▶ _TASK REQUIREMENTS_
Your copy should repeat the data that follows exactly and contain no image.

Image point grounding data:
"""
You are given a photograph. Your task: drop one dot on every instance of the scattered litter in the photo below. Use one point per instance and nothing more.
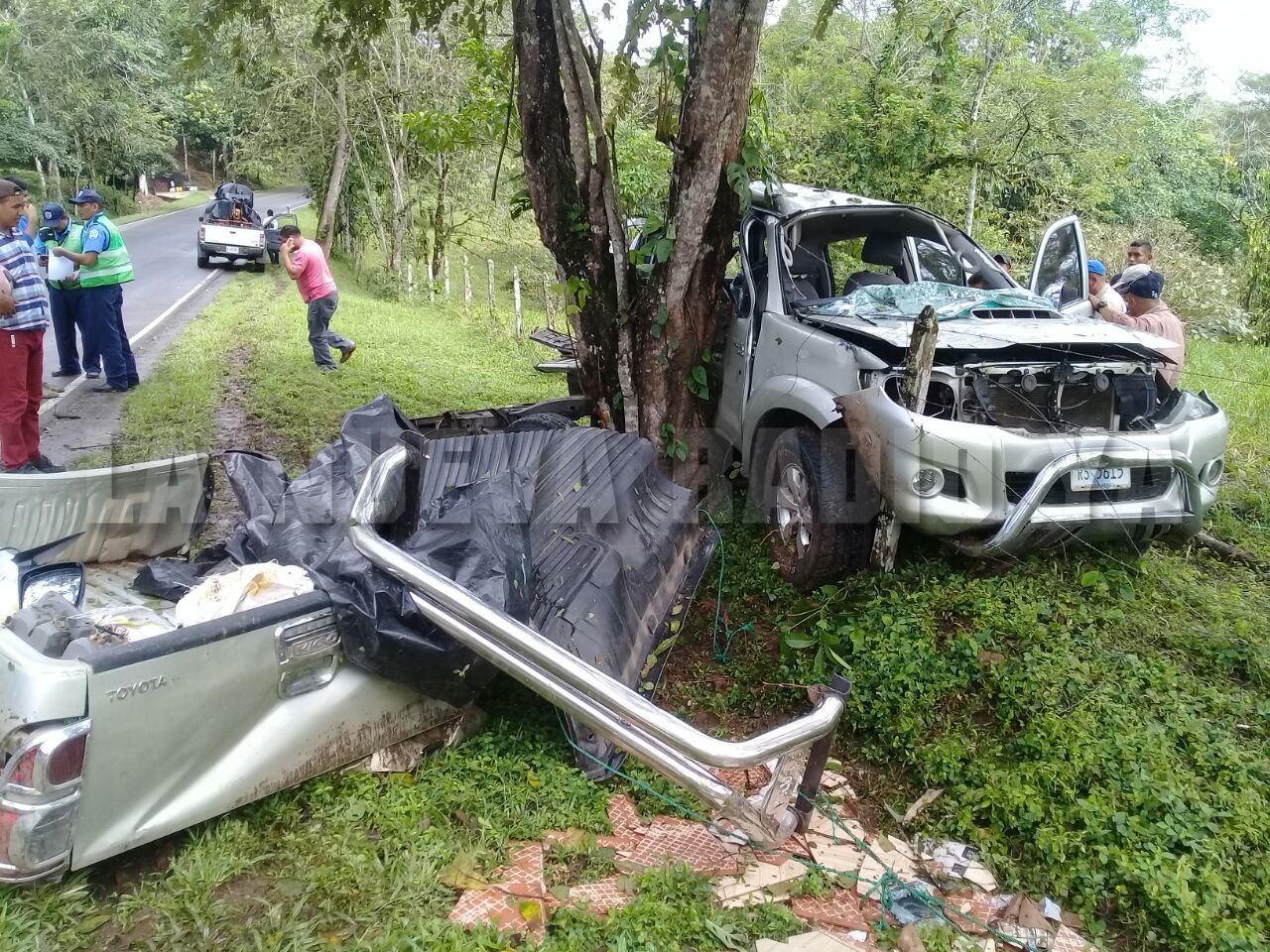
(912, 902)
(839, 910)
(761, 883)
(250, 587)
(881, 885)
(812, 942)
(957, 861)
(921, 803)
"""
▶ _OUTPUT OF THE EXERCISE_
You are given a photograph. Your task: drop one dot on every instance of the scattered litter in the photo below. Use one point per instance and nothing more.
(912, 902)
(839, 910)
(761, 883)
(250, 587)
(881, 885)
(812, 942)
(957, 861)
(921, 803)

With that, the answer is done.